→ What needs to be done
Repeat, exactly and alone, every line from the line that contains "with glasses with a single marker." to the end of the entries.

-- -- --

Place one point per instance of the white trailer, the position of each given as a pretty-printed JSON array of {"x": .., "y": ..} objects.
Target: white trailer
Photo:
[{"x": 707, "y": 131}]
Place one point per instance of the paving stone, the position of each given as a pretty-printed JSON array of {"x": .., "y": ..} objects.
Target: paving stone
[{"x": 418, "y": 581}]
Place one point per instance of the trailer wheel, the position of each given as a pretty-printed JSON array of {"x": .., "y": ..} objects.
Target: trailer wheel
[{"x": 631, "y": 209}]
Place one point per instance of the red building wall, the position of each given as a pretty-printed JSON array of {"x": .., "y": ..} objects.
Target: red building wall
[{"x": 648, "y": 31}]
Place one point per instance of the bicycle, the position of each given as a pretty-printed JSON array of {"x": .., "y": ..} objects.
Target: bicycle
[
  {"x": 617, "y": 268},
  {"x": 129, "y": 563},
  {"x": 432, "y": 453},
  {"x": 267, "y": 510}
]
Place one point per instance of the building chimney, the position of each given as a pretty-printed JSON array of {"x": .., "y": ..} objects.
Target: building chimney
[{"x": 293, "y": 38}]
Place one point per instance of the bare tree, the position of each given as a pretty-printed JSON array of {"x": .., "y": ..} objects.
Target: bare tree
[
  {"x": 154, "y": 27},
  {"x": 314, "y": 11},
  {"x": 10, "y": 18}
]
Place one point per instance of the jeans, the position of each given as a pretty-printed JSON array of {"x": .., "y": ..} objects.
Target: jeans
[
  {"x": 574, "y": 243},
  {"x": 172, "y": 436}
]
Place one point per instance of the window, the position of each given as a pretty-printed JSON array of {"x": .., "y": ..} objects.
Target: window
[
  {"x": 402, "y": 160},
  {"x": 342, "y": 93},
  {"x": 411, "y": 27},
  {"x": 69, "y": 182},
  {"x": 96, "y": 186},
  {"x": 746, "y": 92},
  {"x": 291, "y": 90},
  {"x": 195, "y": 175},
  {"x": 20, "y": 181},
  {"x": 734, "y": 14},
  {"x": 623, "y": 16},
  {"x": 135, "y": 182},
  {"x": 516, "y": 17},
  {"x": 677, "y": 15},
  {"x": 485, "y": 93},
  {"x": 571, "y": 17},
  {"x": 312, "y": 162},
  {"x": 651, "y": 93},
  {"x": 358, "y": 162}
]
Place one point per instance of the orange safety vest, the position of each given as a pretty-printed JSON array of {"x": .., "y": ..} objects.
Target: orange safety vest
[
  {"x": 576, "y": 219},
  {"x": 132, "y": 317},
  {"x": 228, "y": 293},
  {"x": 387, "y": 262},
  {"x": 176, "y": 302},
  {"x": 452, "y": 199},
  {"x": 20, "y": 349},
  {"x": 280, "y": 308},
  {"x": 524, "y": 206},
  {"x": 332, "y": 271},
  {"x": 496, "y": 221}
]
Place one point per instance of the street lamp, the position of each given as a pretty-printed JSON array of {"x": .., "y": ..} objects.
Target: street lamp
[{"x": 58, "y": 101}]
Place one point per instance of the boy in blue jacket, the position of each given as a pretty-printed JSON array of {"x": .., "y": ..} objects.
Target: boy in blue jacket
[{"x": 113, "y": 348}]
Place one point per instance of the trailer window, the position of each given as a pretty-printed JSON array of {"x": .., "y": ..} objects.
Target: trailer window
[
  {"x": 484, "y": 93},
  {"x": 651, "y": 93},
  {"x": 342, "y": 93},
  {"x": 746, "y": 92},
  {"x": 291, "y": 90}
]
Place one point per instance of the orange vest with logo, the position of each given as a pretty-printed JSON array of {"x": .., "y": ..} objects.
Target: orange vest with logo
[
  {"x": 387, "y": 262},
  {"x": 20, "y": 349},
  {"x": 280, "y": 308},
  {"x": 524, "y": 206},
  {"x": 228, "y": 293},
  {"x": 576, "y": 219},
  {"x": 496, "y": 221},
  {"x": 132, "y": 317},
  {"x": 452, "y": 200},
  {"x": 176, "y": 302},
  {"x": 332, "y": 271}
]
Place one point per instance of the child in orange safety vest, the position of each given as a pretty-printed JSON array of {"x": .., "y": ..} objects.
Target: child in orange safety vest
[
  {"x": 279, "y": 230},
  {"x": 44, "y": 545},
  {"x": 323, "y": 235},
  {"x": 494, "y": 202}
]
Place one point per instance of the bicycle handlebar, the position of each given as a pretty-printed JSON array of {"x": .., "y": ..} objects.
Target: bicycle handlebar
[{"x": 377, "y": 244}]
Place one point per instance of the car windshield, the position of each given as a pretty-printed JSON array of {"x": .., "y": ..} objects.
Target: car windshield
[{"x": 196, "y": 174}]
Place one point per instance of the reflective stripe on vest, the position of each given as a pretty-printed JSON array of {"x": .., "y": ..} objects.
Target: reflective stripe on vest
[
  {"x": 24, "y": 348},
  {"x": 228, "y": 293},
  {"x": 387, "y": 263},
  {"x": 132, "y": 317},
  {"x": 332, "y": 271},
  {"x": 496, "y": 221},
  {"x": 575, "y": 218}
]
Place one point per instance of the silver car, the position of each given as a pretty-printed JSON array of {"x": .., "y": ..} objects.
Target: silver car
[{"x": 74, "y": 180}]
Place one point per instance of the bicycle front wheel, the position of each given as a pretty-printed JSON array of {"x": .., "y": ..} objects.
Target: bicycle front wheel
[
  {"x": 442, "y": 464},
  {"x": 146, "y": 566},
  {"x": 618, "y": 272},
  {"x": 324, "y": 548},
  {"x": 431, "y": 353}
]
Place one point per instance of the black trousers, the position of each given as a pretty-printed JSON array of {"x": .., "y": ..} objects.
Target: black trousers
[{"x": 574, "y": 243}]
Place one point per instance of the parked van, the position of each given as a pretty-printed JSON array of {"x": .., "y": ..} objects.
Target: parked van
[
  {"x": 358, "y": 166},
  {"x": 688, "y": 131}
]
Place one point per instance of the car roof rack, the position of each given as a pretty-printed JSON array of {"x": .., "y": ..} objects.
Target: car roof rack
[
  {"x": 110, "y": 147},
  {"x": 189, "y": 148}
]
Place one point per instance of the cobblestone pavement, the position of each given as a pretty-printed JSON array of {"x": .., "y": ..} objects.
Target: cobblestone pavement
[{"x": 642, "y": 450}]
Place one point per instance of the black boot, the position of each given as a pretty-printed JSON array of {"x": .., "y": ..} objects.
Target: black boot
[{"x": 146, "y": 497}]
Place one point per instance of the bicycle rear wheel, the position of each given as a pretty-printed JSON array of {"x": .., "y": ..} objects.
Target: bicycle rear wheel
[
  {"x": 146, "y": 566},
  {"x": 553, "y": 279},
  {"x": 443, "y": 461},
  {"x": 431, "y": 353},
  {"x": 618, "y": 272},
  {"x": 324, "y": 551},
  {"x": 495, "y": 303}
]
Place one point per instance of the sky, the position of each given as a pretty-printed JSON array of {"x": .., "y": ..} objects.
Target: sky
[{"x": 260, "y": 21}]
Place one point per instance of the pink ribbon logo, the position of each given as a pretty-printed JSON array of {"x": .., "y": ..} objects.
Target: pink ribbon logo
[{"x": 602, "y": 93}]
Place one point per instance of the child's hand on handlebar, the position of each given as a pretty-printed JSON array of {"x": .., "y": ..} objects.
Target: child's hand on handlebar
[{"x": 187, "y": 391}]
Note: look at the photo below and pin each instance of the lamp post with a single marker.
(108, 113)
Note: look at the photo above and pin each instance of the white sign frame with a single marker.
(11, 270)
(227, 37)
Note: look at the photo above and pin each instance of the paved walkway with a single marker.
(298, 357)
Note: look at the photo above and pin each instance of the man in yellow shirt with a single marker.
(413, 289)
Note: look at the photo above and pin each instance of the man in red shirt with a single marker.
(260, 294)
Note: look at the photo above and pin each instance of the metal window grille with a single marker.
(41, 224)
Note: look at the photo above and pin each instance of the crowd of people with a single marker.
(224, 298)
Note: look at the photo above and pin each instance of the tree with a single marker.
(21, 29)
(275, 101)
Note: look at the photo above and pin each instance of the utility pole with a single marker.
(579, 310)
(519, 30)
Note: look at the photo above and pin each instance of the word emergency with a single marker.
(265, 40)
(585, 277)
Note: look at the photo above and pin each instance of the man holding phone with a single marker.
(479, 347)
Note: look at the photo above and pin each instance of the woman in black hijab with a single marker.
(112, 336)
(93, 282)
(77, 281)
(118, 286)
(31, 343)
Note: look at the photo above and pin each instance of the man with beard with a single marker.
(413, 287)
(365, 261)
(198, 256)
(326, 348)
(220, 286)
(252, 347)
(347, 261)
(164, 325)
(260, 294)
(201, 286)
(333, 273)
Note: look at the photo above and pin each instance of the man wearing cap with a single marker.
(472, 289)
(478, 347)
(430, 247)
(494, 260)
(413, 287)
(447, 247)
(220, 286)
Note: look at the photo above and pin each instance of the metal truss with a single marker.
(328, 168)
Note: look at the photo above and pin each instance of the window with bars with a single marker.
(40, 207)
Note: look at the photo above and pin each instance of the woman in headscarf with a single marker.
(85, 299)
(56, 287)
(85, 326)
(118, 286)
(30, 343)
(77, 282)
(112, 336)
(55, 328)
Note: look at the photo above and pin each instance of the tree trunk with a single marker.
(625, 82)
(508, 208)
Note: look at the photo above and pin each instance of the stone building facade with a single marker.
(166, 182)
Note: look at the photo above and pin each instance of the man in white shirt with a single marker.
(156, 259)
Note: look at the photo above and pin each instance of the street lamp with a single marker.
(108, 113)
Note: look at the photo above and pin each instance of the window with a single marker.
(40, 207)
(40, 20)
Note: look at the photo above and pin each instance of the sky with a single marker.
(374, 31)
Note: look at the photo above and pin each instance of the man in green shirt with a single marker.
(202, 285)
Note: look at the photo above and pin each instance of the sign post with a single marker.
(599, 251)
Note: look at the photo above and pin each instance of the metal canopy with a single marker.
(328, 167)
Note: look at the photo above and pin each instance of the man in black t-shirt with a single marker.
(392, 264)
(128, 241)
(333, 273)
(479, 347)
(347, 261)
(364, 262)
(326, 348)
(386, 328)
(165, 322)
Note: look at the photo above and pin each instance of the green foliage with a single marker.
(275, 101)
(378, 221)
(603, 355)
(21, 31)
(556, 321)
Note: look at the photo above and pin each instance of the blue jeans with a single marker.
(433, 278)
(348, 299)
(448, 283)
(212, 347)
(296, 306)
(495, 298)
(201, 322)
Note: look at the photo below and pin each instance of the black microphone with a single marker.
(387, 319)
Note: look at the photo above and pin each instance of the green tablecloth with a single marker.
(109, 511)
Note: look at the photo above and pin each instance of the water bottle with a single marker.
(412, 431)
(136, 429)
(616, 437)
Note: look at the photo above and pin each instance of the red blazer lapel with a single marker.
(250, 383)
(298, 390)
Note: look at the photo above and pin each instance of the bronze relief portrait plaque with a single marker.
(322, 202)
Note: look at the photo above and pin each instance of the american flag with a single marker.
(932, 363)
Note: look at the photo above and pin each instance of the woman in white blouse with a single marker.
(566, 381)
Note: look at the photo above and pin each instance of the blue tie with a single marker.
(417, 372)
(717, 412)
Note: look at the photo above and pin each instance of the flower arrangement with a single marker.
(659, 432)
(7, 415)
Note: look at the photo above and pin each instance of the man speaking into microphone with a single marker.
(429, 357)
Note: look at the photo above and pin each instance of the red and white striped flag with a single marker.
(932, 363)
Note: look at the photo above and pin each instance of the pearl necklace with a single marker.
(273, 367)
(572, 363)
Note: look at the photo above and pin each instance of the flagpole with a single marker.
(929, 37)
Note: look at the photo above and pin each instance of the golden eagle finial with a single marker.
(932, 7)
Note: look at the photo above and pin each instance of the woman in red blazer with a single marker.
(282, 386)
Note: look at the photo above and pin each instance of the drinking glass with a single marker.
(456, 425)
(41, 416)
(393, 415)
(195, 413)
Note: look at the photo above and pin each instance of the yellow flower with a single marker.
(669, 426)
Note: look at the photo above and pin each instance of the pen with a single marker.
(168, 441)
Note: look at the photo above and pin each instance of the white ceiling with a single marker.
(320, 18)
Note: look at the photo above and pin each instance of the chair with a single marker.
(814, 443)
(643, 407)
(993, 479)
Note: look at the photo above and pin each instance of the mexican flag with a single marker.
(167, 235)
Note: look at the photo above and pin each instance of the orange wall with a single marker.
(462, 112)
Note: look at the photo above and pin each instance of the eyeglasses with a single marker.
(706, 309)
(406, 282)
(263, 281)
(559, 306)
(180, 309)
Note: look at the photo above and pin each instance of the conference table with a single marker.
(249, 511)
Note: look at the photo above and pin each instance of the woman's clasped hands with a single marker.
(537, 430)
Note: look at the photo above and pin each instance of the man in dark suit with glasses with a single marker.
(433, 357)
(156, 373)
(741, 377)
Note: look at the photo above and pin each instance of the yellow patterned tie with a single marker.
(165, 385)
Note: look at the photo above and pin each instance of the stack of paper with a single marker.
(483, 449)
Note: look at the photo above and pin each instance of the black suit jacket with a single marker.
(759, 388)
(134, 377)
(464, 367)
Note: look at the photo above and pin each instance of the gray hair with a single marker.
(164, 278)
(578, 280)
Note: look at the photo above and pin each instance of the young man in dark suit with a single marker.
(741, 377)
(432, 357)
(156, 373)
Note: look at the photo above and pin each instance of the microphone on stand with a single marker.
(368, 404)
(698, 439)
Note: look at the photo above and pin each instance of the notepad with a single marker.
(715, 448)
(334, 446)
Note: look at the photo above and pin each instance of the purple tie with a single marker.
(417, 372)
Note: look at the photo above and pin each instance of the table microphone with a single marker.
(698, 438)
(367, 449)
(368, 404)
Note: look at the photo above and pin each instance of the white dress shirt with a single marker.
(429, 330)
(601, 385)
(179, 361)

-- -- --

→ Written answer
Note: look at the photo above and pin each instance of the man in dark suit with glasses with a single marker.
(433, 357)
(156, 373)
(741, 377)
Note: look at the photo above and pin each instance of the yellow patterned tie with a single marker.
(165, 385)
Note: look at the photo above and pin each instance of the stack of paper with a single marker.
(483, 449)
Note: look at the photo above and pin each instance of the black suit jacket with a single marker.
(759, 388)
(134, 377)
(464, 367)
Note: look at the photo above and pin each instance of the gray hair with a single marker.
(164, 278)
(578, 280)
Note: look at the photo above and pin each instance of the young man in dark suit with a single marker.
(741, 377)
(432, 357)
(156, 373)
Note: look at the photo above and pin each instance of the microphone on stand with a single marker.
(368, 404)
(698, 439)
Note: look at the photo above and pin each instance of the notepad with a single marker.
(715, 448)
(334, 446)
Note: look at the photo above and pin each instance of the purple tie with a single marker.
(417, 372)
Note: look at the photo above and pin each instance of the table microphone with a single marker.
(698, 438)
(367, 449)
(368, 404)
Note: look at the photo above and pin each instance of the white dress shirt with a single marker.
(429, 330)
(601, 385)
(179, 361)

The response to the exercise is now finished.